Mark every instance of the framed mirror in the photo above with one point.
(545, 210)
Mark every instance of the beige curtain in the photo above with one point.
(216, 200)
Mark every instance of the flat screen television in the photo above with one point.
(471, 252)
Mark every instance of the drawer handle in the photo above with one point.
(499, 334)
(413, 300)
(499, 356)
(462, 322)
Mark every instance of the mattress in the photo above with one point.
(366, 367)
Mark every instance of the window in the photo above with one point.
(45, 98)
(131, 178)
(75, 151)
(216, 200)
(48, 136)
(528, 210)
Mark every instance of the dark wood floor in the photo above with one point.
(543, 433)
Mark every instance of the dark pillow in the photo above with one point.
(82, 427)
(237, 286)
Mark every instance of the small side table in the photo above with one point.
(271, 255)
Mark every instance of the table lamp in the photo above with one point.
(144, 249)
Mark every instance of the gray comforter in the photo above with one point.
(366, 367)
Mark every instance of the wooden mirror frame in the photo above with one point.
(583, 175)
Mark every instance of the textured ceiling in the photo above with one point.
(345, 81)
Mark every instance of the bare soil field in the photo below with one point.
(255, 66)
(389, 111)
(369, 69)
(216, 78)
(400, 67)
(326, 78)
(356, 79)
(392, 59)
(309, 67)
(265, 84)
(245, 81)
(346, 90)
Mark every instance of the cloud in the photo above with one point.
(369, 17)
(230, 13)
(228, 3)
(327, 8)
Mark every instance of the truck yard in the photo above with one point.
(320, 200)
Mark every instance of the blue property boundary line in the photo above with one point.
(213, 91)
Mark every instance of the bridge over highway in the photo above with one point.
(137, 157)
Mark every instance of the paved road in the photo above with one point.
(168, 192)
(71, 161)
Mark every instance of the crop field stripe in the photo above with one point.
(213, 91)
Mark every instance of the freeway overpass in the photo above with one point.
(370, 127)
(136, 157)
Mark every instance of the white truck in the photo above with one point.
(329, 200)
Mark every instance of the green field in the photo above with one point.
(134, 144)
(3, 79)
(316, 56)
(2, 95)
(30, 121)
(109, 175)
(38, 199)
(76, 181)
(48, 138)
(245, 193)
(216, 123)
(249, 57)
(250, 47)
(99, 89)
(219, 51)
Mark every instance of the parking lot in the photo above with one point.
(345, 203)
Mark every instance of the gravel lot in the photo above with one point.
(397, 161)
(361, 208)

================================

Present all of the lines above as a numbered list, leaving out any blank lines.

1. Mark every instance of the framed mirror in the photo above with one point.
2. (545, 210)
3. Mark every instance of the beige curtain in the photo above with one point.
4. (216, 200)
5. Mark every instance of the flat screen television in the photo above with one point.
6. (471, 252)
7. Mark every instance of the drawer handle in the photo above with one point.
8. (499, 334)
9. (413, 300)
10. (499, 356)
11. (462, 322)
12. Mark every instance of the mattress in the photo above with one point.
13. (366, 367)
14. Mark every instance of the window in the photo above with one point.
15. (45, 98)
16. (131, 178)
17. (75, 151)
18. (216, 200)
19. (48, 136)
20. (528, 210)
21. Mark every instance of the dark wood floor in the photo above with one point.
22. (543, 433)
23. Mark every instance of the dark pillow in the photo above with one point.
24. (82, 427)
25. (237, 286)
26. Mark every instance of the small side table in the photo above with one point.
27. (271, 255)
28. Mark every instance of the table lamp in the photo above with one point.
29. (144, 249)
30. Mark every instance of the gray comforter in the photo above with one point.
31. (366, 367)
32. Mark every instance of the wooden mirror frame in the photo above with one point.
33. (583, 175)
34. Mark every instance of the textured ceiling in the photo above with one point.
35. (345, 81)
36. Mark every instance of the bare soil field in the photo below with one point.
37. (255, 66)
38. (389, 111)
39. (369, 69)
40. (216, 78)
41. (400, 67)
42. (326, 78)
43. (356, 79)
44. (392, 59)
45. (309, 67)
46. (265, 84)
47. (245, 81)
48. (346, 90)
49. Mark every instance of the cloud in the photo above with one point.
50. (369, 17)
51. (230, 13)
52. (228, 3)
53. (327, 8)
54. Mark every instance of the truck yard in the photo above with one point.
55. (320, 200)
56. Mark every instance of the blue property boundary line in the photo above with one point.
57. (213, 91)
58. Mark every instance of the bridge over highway in the photo above with one point.
59. (137, 157)
60. Mark every instance of the paved road in the photo above with one point.
61. (168, 192)
62. (71, 161)
63. Mark every instance of the crop field stripe in the photo above with one point.
64. (213, 91)
65. Mark every instance of the freeway overpass in the photo above with one point.
66. (370, 127)
67. (136, 157)
68. Mark every instance of the white truck in the photo above with one point.
69. (329, 200)
70. Mark every instance of the green field in the photo above with one point.
71. (134, 144)
72. (3, 79)
73. (316, 56)
74. (2, 95)
75. (30, 121)
76. (109, 175)
77. (38, 199)
78. (76, 181)
79. (48, 138)
80. (245, 193)
81. (216, 123)
82. (249, 57)
83. (250, 47)
84. (99, 89)
85. (219, 51)
86. Mark every instance of the parking lot in the photo above with one point.
87. (345, 203)
88. Mark every instance of the gravel lot in the photo above with one point.
89. (397, 161)
90. (361, 208)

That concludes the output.